- **TAREA REQUERIDA 1**:
Reproduce palabra por palabra el fragmento del texto sobre la democracia y las identidades comunitarias que empieza con las palabras "Estoy simplificando un" y termina con "redefinida y ampliada.".

=-=-=-=-=

Cuántos entraron en el universo soviético siendo «defensores del proletariado» e «internacionalistas» para salir de él más «religiosos» y «nacionalistas» que nunca. Con la distancia que nos ofrece el tiempo transcurrido, las dictaduras supuestamente «laicas» se muestran hoy como viveros del fanatismo religioso. Un laicismo sin democracia es un desastre tanto para la democracia como para el laicismo.
Aquí me quedo, pues ¿de qué sirve insistir en esta refutación? Para quien aspira a un mundo de libertad y de justicia, la dictadura no es en ningún caso una solución aceptable, y ni siquiera es necesario glosar concretamente su manifiesta incapacidad para resolver los problemas asociados a la pertenencia a una religión, a una etnia, o a la identidad. La elección sólo puede situarse en el marco de la democracia.
Lo único es que, dicho esto, no he avanzado demasiado. Pues no basta con decir «democracia» para que se instale la coexistencia en armonía. Hay democracias y democracias, y aquí las desviaciones no son menos dañinas que las de la dictadura. Hay dos caminos que me parecen especialmente peligrosos para la salvaguardia de la diversidad cultural y para el respeto de los principios fundamentales de la propia democracia: por supuesto, el del sistema de cupos llevado hasta el absurdo, y también el del sistema opuesto, el de un sistema que no respete más que la ley de los números, sin cautela alguna.
En el caso del primero de esos dos caminos, el ejemplo libanés es evidentemente uno de los más reveladores, aunque no es el único. Se reparte el poder entre las comunidades, de manera provisional se nos dice, con la esperanza de mitigar las tensiones, de ir llevando a la gente, poco a poco, hacia un sentimiento de pertenencia a la «comunidad nacional». Pero la lógica del sistema va en una dirección muy distinta: desde el momento en que se reparte el «pastel», cada comunidad tiende a pensar que la porción que le ha tocado es demasiado pequeña, que es víctima de una flagrante injusticia, y siempre hay políticos que hacen de ese resentimiento un tema permanente de su propaganda.
Poco a poco, los dirigentes que no se entregan a la demagogia se van viendo marginados. Se refuerza entonces, en vez de debilitarse, el sentimiento de pertenecer a las diversas «tribus», y retrocede, hasta desaparecer o casi, el sentimiento de pertenecer a la comunidad nacional. Siempre con amargura, y a veces con un baño de sangre. Si nos situamos en la Europa occidental, el resultado es Bélgica; si lo hacemos en Oriente Próximo, es Líbano.
Estoy simplificando un poco, pero es hacia esa situación hacia la que se tiende desde el momento en que se franquea, cuando se abordan los problemas «étnicos», una cierta línea, la que permite que las pertenencias comunitarias se transformen en identidades de sustitución en vez de englobarlas en una identidad nacional redefinida y ampliada.

=-=-=-=-=

- **TAREA REQUERIDA 2**:
Indica todas las líneas de las filas de abajo en las que aparece la palabra "horse".

Registros para señalar objetos en fotos:
=-=-=-=-=

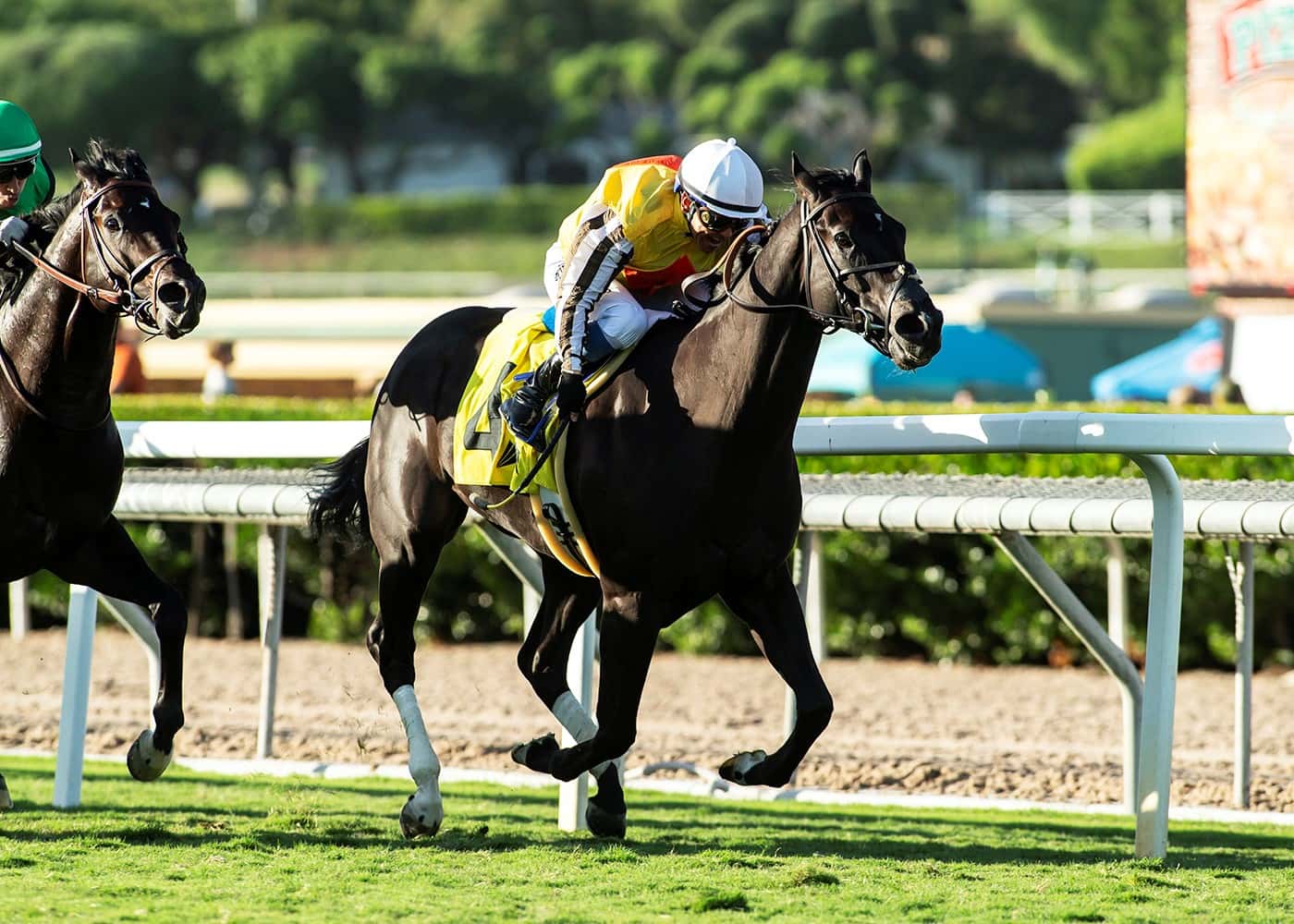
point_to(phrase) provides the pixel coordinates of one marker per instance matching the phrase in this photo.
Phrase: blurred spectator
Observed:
(127, 371)
(1187, 394)
(1226, 391)
(217, 383)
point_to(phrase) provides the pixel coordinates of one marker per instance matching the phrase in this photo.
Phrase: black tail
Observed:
(338, 505)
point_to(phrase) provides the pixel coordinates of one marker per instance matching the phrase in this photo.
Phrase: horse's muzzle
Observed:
(916, 332)
(180, 298)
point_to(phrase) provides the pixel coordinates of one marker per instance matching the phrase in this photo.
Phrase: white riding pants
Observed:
(617, 313)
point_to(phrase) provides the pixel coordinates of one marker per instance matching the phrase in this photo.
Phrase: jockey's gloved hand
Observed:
(571, 395)
(13, 229)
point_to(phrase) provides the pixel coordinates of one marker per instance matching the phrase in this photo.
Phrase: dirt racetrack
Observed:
(1019, 733)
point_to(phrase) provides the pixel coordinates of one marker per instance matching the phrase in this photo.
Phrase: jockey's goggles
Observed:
(714, 222)
(17, 171)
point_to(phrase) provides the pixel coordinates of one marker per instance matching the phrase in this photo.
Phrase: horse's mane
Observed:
(110, 164)
(825, 176)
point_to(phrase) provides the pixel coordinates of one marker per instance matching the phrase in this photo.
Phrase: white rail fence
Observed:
(1147, 439)
(1158, 213)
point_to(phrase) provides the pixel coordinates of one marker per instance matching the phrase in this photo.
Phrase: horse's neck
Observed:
(67, 368)
(766, 358)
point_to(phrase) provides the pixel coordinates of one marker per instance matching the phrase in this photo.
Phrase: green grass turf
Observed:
(196, 848)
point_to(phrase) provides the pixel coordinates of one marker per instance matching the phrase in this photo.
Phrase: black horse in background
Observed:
(61, 456)
(682, 474)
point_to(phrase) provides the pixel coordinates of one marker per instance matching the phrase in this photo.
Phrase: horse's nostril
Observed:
(911, 326)
(172, 294)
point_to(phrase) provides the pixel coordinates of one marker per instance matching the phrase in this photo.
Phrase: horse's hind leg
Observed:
(113, 565)
(408, 555)
(628, 638)
(770, 607)
(567, 602)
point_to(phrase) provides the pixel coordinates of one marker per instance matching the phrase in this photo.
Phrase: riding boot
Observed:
(524, 410)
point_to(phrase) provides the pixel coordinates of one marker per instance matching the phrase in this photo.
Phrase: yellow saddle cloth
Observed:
(485, 452)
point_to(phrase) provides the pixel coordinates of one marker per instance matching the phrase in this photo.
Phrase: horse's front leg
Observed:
(110, 563)
(543, 659)
(770, 607)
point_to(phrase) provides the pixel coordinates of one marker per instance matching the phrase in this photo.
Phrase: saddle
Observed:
(485, 452)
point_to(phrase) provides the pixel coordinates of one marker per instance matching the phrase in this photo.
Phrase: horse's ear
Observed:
(805, 181)
(86, 170)
(863, 171)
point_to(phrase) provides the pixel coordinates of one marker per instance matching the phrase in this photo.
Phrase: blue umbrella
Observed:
(990, 365)
(1190, 359)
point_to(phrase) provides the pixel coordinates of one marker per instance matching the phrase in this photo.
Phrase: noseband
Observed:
(858, 317)
(122, 297)
(123, 278)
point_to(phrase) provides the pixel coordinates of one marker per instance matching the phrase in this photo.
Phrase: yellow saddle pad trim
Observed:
(485, 453)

=-=-=-=-=

- **RESULTADO 1**:
Estoy simplificando un poco, pero es hacia esa situación hacia la que se tiende desde el momento en que se franquea, cuando se abordan los problemas «étnicos», una cierta línea, la que permite que las pertenencias comunitarias se transformen en identidades de sustitución en vez de englobarlas en una identidad nacional redefinida y ampliada.

- **RESULTADO 2**:
Phrase: horse's muzzle
Phrase: horse's mane
Phrase: horse's neck
Phrase: black horse in background
Phrase: horse's nostril
Phrase: horse's hind leg
Phrase: horse's front leg
Phrase: horse's ear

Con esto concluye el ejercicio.